## DOCUMENT
· · · · · · ·

Wednesday, January 9, 2013

Fantasy of Future Significance

I’ve learned a lot over the past sixteen months being out in the local workforce. I’ve worked with small and big businesses, the most profitable as well as nonprofits, and unknown and well-known brands (including one of the world’s most recognized brands). While working to best serve these organizations, I’ve also endeavored to learn. Of course I was learning the business, but I was as focused on learning the people; I wanted to better understand the people who are leading and working in these organizations.

One of my surprise findings was a common story; I call it the Fantasy of Future Significance. It commonly goes something like this: This is a good job and all, but after I’ve made enough money I’ll retire early and then have a really significant career. Then they would talk about working for a nonprofit or otherwise having some sort of second career focused on doing good.

After they have done well, then they would do good.

I found it to be a sad story for a couple of reasons:
1.       It wasn’t likely to happen, and

2.       They weren’t finding their work to be significant now.

· · · · · · ·

[Records of labeled points]
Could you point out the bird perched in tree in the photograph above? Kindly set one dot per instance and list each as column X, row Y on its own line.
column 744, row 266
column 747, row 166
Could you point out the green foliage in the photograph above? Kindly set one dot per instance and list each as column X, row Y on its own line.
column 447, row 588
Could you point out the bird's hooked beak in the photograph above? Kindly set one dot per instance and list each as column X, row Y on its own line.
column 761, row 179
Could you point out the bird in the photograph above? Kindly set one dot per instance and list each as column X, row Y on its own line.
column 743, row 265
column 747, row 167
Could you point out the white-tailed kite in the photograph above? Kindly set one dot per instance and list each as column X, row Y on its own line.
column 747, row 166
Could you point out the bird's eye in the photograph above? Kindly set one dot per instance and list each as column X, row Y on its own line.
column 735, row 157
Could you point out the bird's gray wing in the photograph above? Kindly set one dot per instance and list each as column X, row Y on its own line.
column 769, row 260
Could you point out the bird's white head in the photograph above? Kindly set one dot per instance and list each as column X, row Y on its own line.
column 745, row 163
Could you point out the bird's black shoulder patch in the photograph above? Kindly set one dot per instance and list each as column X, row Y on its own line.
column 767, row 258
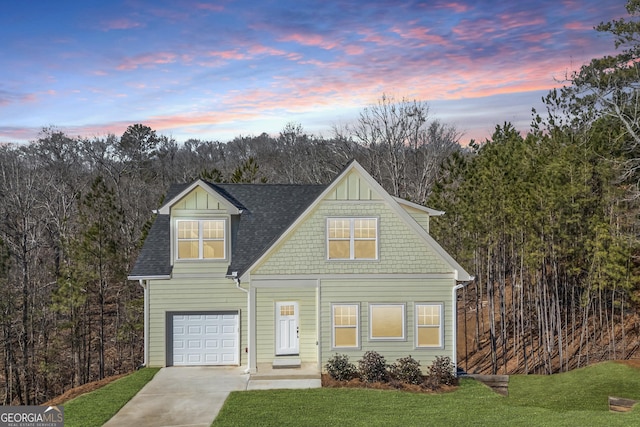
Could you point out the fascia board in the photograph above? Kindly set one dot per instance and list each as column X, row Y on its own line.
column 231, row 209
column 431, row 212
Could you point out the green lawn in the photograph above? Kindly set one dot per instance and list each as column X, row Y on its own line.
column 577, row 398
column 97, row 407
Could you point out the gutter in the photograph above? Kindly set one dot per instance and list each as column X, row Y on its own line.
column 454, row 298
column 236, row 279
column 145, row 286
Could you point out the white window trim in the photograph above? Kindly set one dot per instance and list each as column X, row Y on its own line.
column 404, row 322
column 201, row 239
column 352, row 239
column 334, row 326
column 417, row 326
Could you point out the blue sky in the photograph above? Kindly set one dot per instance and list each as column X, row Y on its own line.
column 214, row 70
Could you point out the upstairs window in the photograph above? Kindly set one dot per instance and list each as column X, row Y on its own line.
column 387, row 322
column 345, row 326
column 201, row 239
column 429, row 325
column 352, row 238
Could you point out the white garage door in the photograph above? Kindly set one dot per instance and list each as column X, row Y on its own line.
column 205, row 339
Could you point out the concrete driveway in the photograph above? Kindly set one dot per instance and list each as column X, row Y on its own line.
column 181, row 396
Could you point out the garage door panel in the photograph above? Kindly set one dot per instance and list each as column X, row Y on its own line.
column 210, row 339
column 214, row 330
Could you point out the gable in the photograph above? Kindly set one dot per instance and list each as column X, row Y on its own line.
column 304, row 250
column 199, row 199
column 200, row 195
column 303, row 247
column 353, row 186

· · · · · · ·

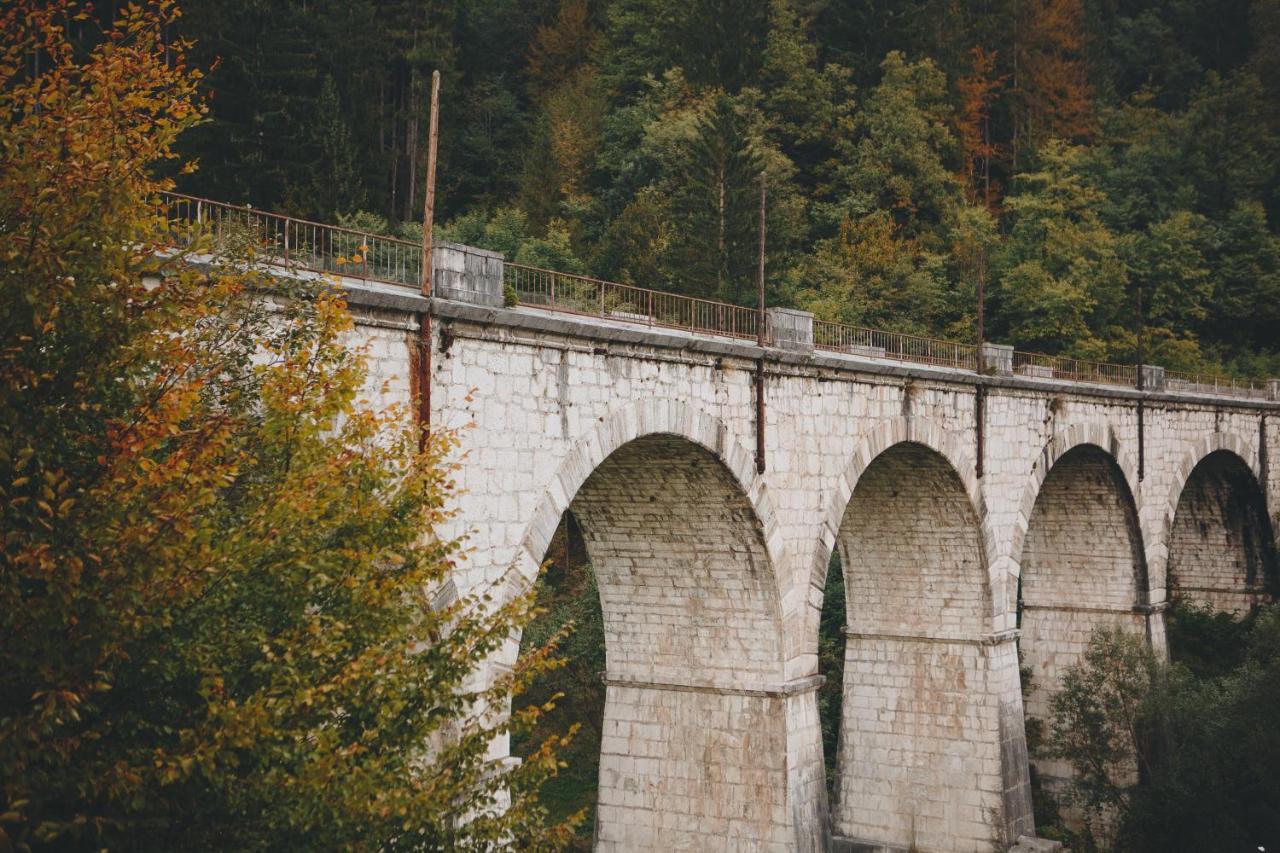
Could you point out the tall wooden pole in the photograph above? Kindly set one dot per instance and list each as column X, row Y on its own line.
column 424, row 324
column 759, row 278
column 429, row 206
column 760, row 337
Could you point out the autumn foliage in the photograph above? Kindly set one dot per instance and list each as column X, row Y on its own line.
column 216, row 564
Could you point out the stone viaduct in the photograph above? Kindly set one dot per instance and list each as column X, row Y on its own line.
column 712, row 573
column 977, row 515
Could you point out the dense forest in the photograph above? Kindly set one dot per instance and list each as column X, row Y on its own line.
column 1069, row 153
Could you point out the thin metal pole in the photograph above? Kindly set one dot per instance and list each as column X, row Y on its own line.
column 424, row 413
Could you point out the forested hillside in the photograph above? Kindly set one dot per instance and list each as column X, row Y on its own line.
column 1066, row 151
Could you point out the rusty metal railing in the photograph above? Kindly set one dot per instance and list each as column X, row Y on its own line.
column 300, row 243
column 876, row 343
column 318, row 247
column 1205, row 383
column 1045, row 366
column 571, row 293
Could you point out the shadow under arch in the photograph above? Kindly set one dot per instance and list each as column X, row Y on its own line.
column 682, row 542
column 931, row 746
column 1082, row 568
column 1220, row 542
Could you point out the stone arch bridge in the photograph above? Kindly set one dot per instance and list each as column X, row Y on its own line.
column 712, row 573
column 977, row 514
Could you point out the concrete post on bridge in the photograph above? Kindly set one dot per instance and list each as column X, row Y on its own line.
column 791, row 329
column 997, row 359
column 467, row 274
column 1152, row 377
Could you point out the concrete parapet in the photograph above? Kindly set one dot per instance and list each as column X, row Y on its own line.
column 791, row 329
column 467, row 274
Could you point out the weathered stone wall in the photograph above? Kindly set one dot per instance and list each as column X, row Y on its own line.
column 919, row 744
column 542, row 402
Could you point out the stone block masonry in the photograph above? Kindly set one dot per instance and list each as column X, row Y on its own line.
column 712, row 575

· · · · · · ·

Decide whether each statement below agrees with the post on the Fantasy of Future Significance, answering yes or no and quoting the words from the post that settle it.
1. The writer has spent sixteen months working in the local workforce.
2. The people who tell the common story plan to do good work before they have made enough money.
3. One reason the writer finds the story sad is that these people don't see their present work as significant.

1. Yes: "I’ve learned a lot over the past sixteen months being out in the local workforce."
2. No: "After they have done well, then they would do good."
3. Yes: "They weren’t finding their work to be significant now."